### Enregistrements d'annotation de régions
------------------------------------------------------------------------

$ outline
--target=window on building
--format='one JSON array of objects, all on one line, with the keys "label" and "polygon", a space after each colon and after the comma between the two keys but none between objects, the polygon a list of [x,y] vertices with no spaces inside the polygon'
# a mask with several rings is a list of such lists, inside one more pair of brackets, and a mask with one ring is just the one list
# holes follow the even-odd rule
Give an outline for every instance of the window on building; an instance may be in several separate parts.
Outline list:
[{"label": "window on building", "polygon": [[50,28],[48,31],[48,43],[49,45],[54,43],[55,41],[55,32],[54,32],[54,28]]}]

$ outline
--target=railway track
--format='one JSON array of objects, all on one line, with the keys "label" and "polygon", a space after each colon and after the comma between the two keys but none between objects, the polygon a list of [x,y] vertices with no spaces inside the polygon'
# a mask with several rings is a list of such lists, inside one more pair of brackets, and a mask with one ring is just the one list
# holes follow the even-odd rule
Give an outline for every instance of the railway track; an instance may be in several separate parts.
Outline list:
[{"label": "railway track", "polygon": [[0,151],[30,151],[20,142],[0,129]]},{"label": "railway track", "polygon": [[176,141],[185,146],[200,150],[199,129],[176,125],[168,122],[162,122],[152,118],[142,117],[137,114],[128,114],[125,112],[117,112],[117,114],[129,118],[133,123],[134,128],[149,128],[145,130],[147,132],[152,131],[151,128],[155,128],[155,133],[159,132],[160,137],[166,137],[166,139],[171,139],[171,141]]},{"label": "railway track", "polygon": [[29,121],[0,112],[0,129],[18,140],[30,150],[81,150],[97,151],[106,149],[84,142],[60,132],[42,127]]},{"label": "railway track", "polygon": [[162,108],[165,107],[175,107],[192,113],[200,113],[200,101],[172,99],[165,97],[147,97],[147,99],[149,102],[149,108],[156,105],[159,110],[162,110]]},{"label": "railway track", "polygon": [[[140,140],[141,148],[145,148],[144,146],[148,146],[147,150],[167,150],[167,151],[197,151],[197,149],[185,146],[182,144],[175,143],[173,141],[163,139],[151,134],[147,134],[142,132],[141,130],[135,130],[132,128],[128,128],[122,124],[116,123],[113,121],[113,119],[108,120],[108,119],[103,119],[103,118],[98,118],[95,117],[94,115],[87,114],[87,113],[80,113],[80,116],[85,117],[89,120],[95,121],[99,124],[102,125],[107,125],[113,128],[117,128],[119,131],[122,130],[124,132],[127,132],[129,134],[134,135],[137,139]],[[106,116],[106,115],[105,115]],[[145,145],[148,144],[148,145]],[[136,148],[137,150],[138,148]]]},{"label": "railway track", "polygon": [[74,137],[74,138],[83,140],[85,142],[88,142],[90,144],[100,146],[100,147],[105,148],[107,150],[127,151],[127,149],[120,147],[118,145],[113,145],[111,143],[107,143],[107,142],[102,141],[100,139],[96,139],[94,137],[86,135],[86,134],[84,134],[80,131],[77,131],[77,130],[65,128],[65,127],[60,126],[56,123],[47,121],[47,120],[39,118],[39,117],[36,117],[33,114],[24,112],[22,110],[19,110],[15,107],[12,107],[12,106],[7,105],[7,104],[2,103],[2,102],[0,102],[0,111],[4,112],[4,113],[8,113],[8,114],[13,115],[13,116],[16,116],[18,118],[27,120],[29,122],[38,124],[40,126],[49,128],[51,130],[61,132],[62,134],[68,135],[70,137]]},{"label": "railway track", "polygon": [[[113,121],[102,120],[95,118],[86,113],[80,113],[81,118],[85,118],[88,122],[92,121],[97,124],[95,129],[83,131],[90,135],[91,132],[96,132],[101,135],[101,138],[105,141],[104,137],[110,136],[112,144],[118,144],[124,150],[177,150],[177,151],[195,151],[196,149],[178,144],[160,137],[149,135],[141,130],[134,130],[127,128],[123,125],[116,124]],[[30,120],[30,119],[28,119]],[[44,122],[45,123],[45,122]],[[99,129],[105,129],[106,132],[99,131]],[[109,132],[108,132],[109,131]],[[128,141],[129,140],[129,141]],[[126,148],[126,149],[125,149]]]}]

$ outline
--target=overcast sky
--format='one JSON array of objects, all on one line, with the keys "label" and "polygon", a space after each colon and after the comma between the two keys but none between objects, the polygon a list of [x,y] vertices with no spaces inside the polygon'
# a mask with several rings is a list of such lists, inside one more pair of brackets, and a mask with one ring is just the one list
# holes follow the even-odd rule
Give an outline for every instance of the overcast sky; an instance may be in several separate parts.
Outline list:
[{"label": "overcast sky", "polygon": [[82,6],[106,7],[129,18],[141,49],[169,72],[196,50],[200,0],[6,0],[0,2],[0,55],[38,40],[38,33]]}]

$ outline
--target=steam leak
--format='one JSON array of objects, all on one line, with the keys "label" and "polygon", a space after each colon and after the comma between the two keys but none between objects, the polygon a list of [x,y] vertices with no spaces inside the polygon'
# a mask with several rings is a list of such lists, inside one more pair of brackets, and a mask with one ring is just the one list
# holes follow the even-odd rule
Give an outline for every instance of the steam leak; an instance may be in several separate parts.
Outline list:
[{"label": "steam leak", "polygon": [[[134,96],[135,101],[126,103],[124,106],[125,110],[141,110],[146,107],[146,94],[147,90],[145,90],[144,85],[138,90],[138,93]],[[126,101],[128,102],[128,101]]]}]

------------------------------------------------------------------------

### CONSIGNE
Relevez toutes les lignes des enregistrements ci-dessus qui contiennent la chaîne « building », en recopiant chacune d'elles intégralement.

### SOLUTION DÉTAILLÉE
--target=window on building
Give an outline for every instance of the window on building; an instance may be in several separate parts.
[{"label": "window on building", "polygon": [[50,28],[48,31],[48,43],[49,45],[54,43],[55,41],[55,32],[54,32],[54,28]]}]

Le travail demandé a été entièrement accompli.